→ TASK INSTRUCTIONS: Print every line of the items below verbatim, leaving out the pictures.

--

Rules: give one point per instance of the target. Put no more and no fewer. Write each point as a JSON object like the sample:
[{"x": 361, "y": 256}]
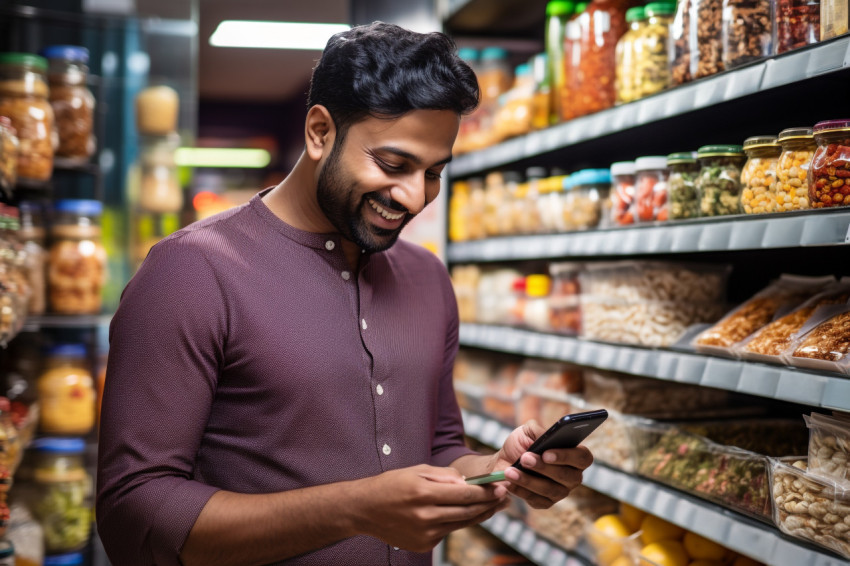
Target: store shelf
[
  {"x": 737, "y": 532},
  {"x": 788, "y": 69},
  {"x": 773, "y": 382}
]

--

→ RESPONSE:
Rules: give one point per instance of the target. Put no more and no fewer. Write each point as a JSON object like the sample:
[{"x": 361, "y": 256}]
Target: store shelf
[
  {"x": 737, "y": 532},
  {"x": 788, "y": 69},
  {"x": 773, "y": 382}
]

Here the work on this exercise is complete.